◆ Location identification entries
---+---

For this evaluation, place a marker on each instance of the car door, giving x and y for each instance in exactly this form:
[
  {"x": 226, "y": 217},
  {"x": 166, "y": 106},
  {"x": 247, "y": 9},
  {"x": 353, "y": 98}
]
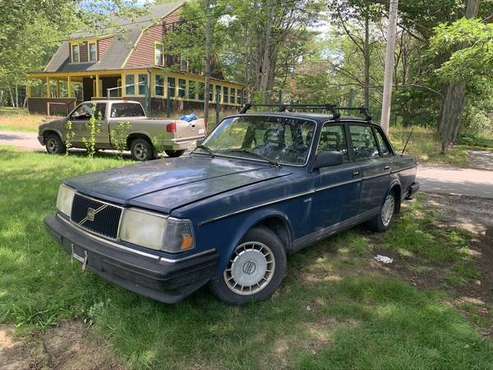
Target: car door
[
  {"x": 374, "y": 167},
  {"x": 80, "y": 118},
  {"x": 337, "y": 189}
]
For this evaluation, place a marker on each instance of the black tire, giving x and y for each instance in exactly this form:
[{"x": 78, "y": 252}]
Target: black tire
[
  {"x": 383, "y": 220},
  {"x": 247, "y": 262},
  {"x": 142, "y": 150},
  {"x": 54, "y": 145},
  {"x": 174, "y": 153}
]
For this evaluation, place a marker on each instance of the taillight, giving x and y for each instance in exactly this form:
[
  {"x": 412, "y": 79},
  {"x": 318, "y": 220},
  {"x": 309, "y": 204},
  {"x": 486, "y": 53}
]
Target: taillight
[{"x": 171, "y": 127}]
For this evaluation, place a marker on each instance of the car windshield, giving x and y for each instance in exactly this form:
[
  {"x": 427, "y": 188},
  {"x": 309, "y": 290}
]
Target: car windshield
[{"x": 270, "y": 138}]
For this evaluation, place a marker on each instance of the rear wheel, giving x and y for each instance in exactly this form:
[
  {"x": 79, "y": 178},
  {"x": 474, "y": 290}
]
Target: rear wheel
[
  {"x": 174, "y": 153},
  {"x": 382, "y": 221},
  {"x": 254, "y": 271},
  {"x": 142, "y": 150},
  {"x": 54, "y": 145}
]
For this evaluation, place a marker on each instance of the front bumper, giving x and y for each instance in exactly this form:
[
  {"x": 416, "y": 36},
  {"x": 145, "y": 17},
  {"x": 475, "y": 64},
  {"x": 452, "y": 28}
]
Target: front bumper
[
  {"x": 413, "y": 189},
  {"x": 165, "y": 280}
]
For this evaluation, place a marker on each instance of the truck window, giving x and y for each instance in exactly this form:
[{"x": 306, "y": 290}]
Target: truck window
[{"x": 126, "y": 110}]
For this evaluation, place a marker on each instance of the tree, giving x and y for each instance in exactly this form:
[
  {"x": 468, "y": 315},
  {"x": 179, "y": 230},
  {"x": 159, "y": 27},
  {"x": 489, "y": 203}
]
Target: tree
[{"x": 455, "y": 93}]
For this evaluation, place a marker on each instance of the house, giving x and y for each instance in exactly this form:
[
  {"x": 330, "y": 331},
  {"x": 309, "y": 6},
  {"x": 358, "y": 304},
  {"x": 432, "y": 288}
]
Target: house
[{"x": 128, "y": 62}]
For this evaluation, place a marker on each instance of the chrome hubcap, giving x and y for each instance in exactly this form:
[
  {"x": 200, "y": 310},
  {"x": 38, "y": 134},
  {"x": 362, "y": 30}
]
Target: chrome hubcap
[
  {"x": 250, "y": 269},
  {"x": 388, "y": 210},
  {"x": 140, "y": 151}
]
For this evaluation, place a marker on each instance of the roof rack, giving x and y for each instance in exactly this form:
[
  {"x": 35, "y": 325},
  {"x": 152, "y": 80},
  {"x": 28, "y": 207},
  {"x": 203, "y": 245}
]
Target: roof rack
[{"x": 332, "y": 108}]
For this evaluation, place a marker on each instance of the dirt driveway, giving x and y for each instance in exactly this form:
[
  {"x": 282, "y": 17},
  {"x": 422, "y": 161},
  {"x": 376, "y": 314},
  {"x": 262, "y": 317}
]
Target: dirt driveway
[
  {"x": 456, "y": 181},
  {"x": 21, "y": 140}
]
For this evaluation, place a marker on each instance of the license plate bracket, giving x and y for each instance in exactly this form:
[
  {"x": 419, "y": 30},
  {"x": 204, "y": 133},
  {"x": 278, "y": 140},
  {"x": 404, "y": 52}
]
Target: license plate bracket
[{"x": 76, "y": 255}]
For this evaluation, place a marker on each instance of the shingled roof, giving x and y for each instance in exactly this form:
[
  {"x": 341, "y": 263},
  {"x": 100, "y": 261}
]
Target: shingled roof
[{"x": 125, "y": 33}]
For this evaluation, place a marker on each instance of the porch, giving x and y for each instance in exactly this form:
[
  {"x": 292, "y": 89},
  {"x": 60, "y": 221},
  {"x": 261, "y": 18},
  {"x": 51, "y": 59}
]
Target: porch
[{"x": 161, "y": 92}]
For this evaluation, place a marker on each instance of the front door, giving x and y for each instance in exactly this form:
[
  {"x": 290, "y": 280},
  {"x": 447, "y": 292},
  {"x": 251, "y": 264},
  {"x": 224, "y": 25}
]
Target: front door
[
  {"x": 374, "y": 167},
  {"x": 337, "y": 190}
]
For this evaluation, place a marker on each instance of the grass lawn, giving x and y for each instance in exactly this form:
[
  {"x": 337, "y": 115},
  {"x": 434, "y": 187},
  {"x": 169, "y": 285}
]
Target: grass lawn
[
  {"x": 337, "y": 308},
  {"x": 14, "y": 119}
]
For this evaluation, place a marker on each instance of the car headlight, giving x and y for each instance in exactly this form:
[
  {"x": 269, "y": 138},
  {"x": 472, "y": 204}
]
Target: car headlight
[
  {"x": 156, "y": 232},
  {"x": 65, "y": 199}
]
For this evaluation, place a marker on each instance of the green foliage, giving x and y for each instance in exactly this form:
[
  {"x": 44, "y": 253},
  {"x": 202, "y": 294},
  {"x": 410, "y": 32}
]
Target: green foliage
[
  {"x": 469, "y": 42},
  {"x": 119, "y": 137},
  {"x": 94, "y": 126}
]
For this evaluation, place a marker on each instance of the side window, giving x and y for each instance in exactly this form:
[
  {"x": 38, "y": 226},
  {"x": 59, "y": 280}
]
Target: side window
[
  {"x": 333, "y": 139},
  {"x": 100, "y": 111},
  {"x": 384, "y": 148},
  {"x": 83, "y": 112},
  {"x": 364, "y": 145}
]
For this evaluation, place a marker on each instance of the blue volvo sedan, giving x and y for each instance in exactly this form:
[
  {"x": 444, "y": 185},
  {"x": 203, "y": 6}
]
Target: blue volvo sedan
[{"x": 261, "y": 186}]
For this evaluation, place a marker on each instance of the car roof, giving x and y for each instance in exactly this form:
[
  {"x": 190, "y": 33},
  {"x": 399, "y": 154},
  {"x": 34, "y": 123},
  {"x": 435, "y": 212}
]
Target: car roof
[
  {"x": 318, "y": 117},
  {"x": 111, "y": 101}
]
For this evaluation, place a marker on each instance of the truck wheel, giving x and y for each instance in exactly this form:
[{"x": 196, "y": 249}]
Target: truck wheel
[
  {"x": 54, "y": 145},
  {"x": 174, "y": 153},
  {"x": 255, "y": 270},
  {"x": 142, "y": 150},
  {"x": 382, "y": 221}
]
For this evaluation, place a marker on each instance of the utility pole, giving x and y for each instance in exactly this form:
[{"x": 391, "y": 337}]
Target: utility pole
[
  {"x": 208, "y": 57},
  {"x": 389, "y": 66}
]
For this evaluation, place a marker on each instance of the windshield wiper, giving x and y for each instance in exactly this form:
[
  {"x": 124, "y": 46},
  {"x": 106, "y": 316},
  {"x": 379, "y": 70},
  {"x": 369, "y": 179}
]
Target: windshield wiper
[
  {"x": 260, "y": 156},
  {"x": 205, "y": 148}
]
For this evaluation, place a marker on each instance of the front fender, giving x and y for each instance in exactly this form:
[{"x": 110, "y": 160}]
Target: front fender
[{"x": 250, "y": 221}]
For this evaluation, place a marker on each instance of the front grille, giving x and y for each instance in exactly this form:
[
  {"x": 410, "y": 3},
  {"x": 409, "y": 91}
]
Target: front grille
[{"x": 98, "y": 217}]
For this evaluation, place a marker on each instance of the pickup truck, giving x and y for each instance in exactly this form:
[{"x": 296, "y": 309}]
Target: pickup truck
[{"x": 146, "y": 137}]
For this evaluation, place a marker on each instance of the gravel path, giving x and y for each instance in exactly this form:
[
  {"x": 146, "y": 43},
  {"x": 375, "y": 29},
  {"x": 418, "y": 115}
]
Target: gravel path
[
  {"x": 456, "y": 181},
  {"x": 21, "y": 140}
]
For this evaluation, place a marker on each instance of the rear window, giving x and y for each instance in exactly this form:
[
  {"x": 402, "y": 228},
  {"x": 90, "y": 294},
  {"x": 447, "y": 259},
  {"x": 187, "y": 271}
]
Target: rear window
[{"x": 126, "y": 110}]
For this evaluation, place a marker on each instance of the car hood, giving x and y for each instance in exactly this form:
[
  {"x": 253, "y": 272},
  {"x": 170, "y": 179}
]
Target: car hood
[{"x": 164, "y": 185}]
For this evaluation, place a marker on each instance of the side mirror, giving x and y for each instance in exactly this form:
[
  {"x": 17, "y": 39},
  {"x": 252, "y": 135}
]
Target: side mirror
[{"x": 328, "y": 159}]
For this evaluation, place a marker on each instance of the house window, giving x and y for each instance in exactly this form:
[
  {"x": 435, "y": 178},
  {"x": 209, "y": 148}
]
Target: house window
[
  {"x": 159, "y": 85},
  {"x": 75, "y": 54},
  {"x": 171, "y": 87},
  {"x": 93, "y": 52},
  {"x": 143, "y": 84},
  {"x": 130, "y": 85},
  {"x": 182, "y": 86},
  {"x": 226, "y": 95},
  {"x": 201, "y": 91},
  {"x": 192, "y": 89},
  {"x": 158, "y": 54},
  {"x": 183, "y": 65},
  {"x": 218, "y": 94}
]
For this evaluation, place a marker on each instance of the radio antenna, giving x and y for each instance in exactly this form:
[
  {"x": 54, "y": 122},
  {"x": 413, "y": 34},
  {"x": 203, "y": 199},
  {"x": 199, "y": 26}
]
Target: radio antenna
[{"x": 407, "y": 141}]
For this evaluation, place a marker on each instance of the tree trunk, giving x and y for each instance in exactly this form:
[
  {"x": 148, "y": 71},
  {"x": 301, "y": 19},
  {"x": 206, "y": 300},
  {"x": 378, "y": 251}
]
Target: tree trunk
[
  {"x": 453, "y": 104},
  {"x": 208, "y": 53},
  {"x": 366, "y": 48}
]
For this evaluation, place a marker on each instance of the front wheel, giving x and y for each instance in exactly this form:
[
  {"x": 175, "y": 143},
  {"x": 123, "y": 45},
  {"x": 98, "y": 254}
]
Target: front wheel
[
  {"x": 254, "y": 271},
  {"x": 141, "y": 150},
  {"x": 382, "y": 221},
  {"x": 174, "y": 153},
  {"x": 54, "y": 145}
]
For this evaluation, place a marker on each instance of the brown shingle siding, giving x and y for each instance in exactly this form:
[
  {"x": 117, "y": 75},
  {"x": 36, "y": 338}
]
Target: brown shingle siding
[{"x": 143, "y": 53}]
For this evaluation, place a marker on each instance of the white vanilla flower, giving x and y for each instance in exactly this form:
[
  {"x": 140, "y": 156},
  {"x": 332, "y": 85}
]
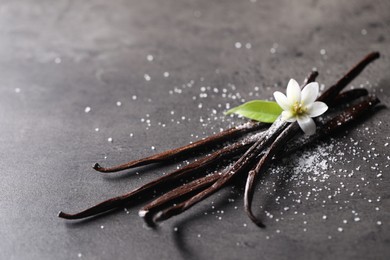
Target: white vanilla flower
[{"x": 301, "y": 105}]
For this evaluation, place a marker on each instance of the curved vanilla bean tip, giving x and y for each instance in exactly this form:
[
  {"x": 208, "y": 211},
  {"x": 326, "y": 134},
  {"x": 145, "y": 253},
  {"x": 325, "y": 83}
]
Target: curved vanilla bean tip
[
  {"x": 65, "y": 215},
  {"x": 187, "y": 150},
  {"x": 143, "y": 213},
  {"x": 248, "y": 199},
  {"x": 311, "y": 78},
  {"x": 97, "y": 167},
  {"x": 349, "y": 96}
]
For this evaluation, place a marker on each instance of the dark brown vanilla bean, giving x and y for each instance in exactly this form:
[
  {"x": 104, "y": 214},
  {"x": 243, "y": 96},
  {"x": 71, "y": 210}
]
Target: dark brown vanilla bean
[
  {"x": 247, "y": 159},
  {"x": 121, "y": 200},
  {"x": 179, "y": 192},
  {"x": 329, "y": 128},
  {"x": 328, "y": 96},
  {"x": 199, "y": 165},
  {"x": 186, "y": 150},
  {"x": 276, "y": 136},
  {"x": 196, "y": 146}
]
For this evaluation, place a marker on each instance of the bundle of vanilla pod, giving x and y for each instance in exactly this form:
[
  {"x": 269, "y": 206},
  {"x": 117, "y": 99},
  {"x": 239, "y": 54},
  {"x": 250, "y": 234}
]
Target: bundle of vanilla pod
[{"x": 264, "y": 143}]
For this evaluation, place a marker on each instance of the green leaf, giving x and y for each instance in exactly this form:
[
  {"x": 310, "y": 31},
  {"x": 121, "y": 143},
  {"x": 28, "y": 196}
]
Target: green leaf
[{"x": 259, "y": 110}]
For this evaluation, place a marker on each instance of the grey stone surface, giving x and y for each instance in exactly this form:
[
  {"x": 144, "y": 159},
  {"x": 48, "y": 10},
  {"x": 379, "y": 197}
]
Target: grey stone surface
[{"x": 59, "y": 57}]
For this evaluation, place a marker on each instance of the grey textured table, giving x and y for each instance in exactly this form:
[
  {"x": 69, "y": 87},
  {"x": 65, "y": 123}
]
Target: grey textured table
[{"x": 174, "y": 67}]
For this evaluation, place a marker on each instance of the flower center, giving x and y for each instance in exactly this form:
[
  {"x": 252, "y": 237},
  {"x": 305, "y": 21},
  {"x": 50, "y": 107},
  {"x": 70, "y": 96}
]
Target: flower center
[{"x": 298, "y": 109}]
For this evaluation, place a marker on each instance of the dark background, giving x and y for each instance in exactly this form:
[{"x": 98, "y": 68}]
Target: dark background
[{"x": 59, "y": 57}]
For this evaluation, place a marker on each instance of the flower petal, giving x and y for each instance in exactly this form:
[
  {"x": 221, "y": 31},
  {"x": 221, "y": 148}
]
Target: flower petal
[
  {"x": 288, "y": 116},
  {"x": 316, "y": 109},
  {"x": 309, "y": 93},
  {"x": 282, "y": 100},
  {"x": 293, "y": 91},
  {"x": 307, "y": 124}
]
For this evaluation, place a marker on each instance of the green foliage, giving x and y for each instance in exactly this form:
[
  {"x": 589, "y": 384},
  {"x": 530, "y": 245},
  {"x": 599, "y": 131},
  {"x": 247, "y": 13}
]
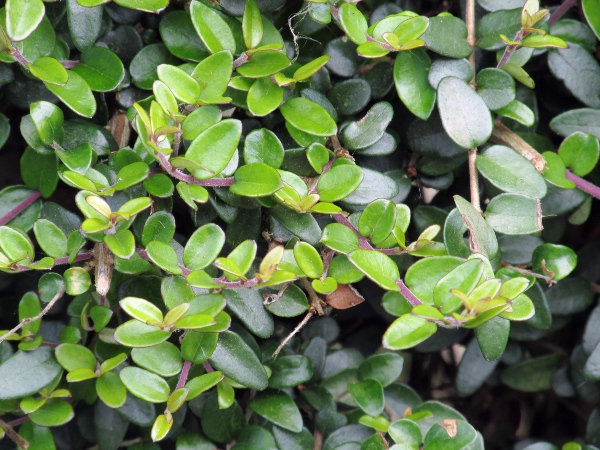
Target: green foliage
[{"x": 199, "y": 184}]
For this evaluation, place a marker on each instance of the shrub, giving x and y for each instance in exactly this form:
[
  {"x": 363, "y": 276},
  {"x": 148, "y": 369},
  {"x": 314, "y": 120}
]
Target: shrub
[{"x": 298, "y": 205}]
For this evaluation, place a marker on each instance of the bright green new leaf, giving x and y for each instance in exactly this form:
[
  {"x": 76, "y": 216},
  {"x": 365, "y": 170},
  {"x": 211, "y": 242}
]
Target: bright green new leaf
[
  {"x": 212, "y": 28},
  {"x": 23, "y": 17},
  {"x": 580, "y": 152},
  {"x": 49, "y": 70},
  {"x": 407, "y": 331},
  {"x": 353, "y": 23}
]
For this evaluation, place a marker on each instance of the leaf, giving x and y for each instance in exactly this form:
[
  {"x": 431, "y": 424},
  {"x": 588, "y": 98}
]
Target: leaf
[
  {"x": 54, "y": 413},
  {"x": 447, "y": 36},
  {"x": 407, "y": 331},
  {"x": 369, "y": 396},
  {"x": 76, "y": 94},
  {"x": 203, "y": 246},
  {"x": 142, "y": 310},
  {"x": 376, "y": 266},
  {"x": 585, "y": 120},
  {"x": 510, "y": 172},
  {"x": 591, "y": 10},
  {"x": 252, "y": 27},
  {"x": 23, "y": 17},
  {"x": 213, "y": 148},
  {"x": 370, "y": 129},
  {"x": 278, "y": 408},
  {"x": 183, "y": 86},
  {"x": 496, "y": 88},
  {"x": 51, "y": 238},
  {"x": 159, "y": 226},
  {"x": 264, "y": 97},
  {"x": 163, "y": 359},
  {"x": 339, "y": 182},
  {"x": 134, "y": 333},
  {"x": 247, "y": 306},
  {"x": 464, "y": 114},
  {"x": 353, "y": 23},
  {"x": 212, "y": 28},
  {"x": 410, "y": 77},
  {"x": 452, "y": 435},
  {"x": 492, "y": 337},
  {"x": 482, "y": 235},
  {"x": 145, "y": 385},
  {"x": 153, "y": 6},
  {"x": 308, "y": 116},
  {"x": 178, "y": 34},
  {"x": 532, "y": 375},
  {"x": 580, "y": 151},
  {"x": 263, "y": 64},
  {"x": 513, "y": 214},
  {"x": 256, "y": 180},
  {"x": 579, "y": 71},
  {"x": 26, "y": 373},
  {"x": 237, "y": 361},
  {"x": 49, "y": 70},
  {"x": 122, "y": 243}
]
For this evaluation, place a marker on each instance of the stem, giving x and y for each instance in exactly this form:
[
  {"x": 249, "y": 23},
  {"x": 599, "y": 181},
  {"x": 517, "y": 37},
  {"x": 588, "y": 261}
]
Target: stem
[
  {"x": 505, "y": 136},
  {"x": 562, "y": 9},
  {"x": 584, "y": 185},
  {"x": 184, "y": 374},
  {"x": 407, "y": 293},
  {"x": 20, "y": 208},
  {"x": 474, "y": 179},
  {"x": 27, "y": 320},
  {"x": 293, "y": 333},
  {"x": 509, "y": 50},
  {"x": 208, "y": 367},
  {"x": 12, "y": 434},
  {"x": 470, "y": 21},
  {"x": 473, "y": 176},
  {"x": 167, "y": 167}
]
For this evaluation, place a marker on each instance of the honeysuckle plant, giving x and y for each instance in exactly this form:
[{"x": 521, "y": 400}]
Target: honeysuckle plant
[{"x": 208, "y": 186}]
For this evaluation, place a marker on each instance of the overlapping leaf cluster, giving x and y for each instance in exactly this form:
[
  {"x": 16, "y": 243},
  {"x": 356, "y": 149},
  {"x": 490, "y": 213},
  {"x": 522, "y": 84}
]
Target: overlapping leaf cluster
[{"x": 298, "y": 166}]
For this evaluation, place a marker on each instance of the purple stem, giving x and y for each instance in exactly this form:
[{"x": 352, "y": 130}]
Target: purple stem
[
  {"x": 166, "y": 165},
  {"x": 510, "y": 49},
  {"x": 184, "y": 374},
  {"x": 20, "y": 207},
  {"x": 562, "y": 9},
  {"x": 407, "y": 293},
  {"x": 584, "y": 185}
]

---+---

◆ WHAT THE EXERCISE ASKS
Extract, unchanged, the closing run of lines that opens with the line containing "of the overlapping" and ends with the last line.

◆ FINAL RESULT
For this evaluation, place a marker on each instance of the overlapping leaf cluster, giving x and y for each instance in exactly this form:
[
  {"x": 16, "y": 243},
  {"x": 356, "y": 149},
  {"x": 490, "y": 213},
  {"x": 522, "y": 84}
]
Target: overlapping leaf cluster
[{"x": 298, "y": 166}]
For this evaluation, place a marker on each instance of the purple stem, giving x and y for each instance in exactly this form:
[{"x": 352, "y": 130}]
Target: purple stem
[
  {"x": 166, "y": 165},
  {"x": 510, "y": 49},
  {"x": 184, "y": 374},
  {"x": 20, "y": 207},
  {"x": 562, "y": 9},
  {"x": 407, "y": 293},
  {"x": 584, "y": 185}
]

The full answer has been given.